## begin
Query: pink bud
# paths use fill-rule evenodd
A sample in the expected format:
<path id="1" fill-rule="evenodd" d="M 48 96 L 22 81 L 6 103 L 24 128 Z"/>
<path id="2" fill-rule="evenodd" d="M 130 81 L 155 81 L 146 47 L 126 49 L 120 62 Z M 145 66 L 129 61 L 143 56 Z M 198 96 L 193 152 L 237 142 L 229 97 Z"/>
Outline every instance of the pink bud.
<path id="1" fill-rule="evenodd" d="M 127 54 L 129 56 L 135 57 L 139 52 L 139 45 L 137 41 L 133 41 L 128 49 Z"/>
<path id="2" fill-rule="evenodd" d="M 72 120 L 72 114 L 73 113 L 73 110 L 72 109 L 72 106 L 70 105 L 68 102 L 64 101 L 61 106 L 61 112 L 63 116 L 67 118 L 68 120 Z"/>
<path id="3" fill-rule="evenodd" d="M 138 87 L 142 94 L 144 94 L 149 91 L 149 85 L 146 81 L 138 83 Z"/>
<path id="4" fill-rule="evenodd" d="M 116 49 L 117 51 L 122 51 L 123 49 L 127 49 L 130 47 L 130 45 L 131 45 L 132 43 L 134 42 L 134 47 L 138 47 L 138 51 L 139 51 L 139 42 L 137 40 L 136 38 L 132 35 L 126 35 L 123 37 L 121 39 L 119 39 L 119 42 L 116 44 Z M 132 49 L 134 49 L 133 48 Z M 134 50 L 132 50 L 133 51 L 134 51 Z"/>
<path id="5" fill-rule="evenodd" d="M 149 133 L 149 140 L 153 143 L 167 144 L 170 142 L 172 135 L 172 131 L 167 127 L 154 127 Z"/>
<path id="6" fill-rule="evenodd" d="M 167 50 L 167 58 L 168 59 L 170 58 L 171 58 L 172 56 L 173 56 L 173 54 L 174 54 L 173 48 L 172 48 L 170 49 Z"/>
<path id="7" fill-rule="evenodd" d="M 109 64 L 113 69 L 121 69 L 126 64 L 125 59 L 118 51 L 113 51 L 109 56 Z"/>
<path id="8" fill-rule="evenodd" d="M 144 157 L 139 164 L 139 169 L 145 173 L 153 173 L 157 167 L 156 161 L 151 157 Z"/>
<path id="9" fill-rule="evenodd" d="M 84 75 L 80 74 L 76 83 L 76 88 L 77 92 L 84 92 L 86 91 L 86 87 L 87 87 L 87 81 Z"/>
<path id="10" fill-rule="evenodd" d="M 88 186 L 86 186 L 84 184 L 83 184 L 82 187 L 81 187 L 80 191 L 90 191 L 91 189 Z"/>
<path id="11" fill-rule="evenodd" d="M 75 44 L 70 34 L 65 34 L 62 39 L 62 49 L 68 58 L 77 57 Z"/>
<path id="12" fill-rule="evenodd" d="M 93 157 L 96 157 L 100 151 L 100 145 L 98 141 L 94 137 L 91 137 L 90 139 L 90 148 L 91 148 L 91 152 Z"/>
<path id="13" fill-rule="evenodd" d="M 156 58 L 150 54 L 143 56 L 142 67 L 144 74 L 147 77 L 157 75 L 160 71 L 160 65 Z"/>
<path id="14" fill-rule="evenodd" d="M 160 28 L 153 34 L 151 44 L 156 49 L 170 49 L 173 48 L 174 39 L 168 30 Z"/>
## end
-- Short task --
Copy every line of the data above with no changes.

-- Output --
Query: pink bud
# paths use fill-rule evenodd
A sample in the expected format:
<path id="1" fill-rule="evenodd" d="M 48 96 L 22 81 L 6 103 L 24 128 Z"/>
<path id="2" fill-rule="evenodd" d="M 130 81 L 155 81 L 146 47 L 126 49 L 120 62 Z M 145 66 L 129 61 L 143 56 Z M 198 96 L 193 152 L 237 142 L 229 97 Z"/>
Outline every instance of the pink bud.
<path id="1" fill-rule="evenodd" d="M 127 54 L 129 56 L 135 57 L 139 52 L 139 45 L 137 41 L 133 41 L 128 49 Z"/>
<path id="2" fill-rule="evenodd" d="M 72 120 L 72 114 L 73 113 L 73 110 L 72 109 L 72 106 L 70 105 L 68 102 L 64 101 L 61 106 L 61 112 L 63 116 L 67 118 L 68 120 Z"/>
<path id="3" fill-rule="evenodd" d="M 138 87 L 142 94 L 144 94 L 149 91 L 149 85 L 146 81 L 138 83 Z"/>
<path id="4" fill-rule="evenodd" d="M 116 49 L 117 51 L 122 51 L 123 49 L 127 49 L 130 47 L 130 45 L 131 45 L 132 43 L 134 42 L 134 47 L 138 47 L 138 51 L 139 51 L 139 42 L 137 40 L 136 38 L 132 35 L 126 35 L 123 37 L 121 39 L 119 39 L 119 42 L 116 44 Z M 132 49 L 134 49 L 133 48 Z M 134 50 L 132 50 L 133 51 L 134 51 Z"/>
<path id="5" fill-rule="evenodd" d="M 149 133 L 149 140 L 153 143 L 167 144 L 170 142 L 172 135 L 172 131 L 167 127 L 154 127 Z"/>
<path id="6" fill-rule="evenodd" d="M 167 50 L 167 58 L 168 59 L 170 58 L 171 58 L 172 56 L 173 56 L 173 54 L 174 54 L 173 48 L 172 48 L 170 49 Z"/>
<path id="7" fill-rule="evenodd" d="M 109 64 L 113 69 L 121 69 L 126 64 L 125 59 L 118 51 L 113 51 L 109 56 Z"/>
<path id="8" fill-rule="evenodd" d="M 144 157 L 139 164 L 139 169 L 145 173 L 153 173 L 157 167 L 156 161 L 151 157 Z"/>
<path id="9" fill-rule="evenodd" d="M 84 75 L 80 74 L 76 83 L 76 88 L 77 92 L 84 92 L 86 91 L 86 87 L 87 87 L 87 81 Z"/>
<path id="10" fill-rule="evenodd" d="M 88 186 L 86 186 L 84 184 L 83 184 L 82 187 L 81 187 L 80 191 L 90 191 L 91 189 Z"/>
<path id="11" fill-rule="evenodd" d="M 75 44 L 70 34 L 65 34 L 62 39 L 62 49 L 68 58 L 77 57 Z"/>
<path id="12" fill-rule="evenodd" d="M 93 157 L 96 157 L 100 151 L 100 145 L 98 141 L 94 137 L 91 137 L 90 139 L 90 148 L 91 148 L 91 152 Z"/>
<path id="13" fill-rule="evenodd" d="M 156 58 L 150 54 L 143 56 L 142 67 L 144 74 L 147 77 L 157 75 L 160 71 L 160 65 Z"/>
<path id="14" fill-rule="evenodd" d="M 160 28 L 153 34 L 151 44 L 156 49 L 170 49 L 173 48 L 174 39 L 168 30 Z"/>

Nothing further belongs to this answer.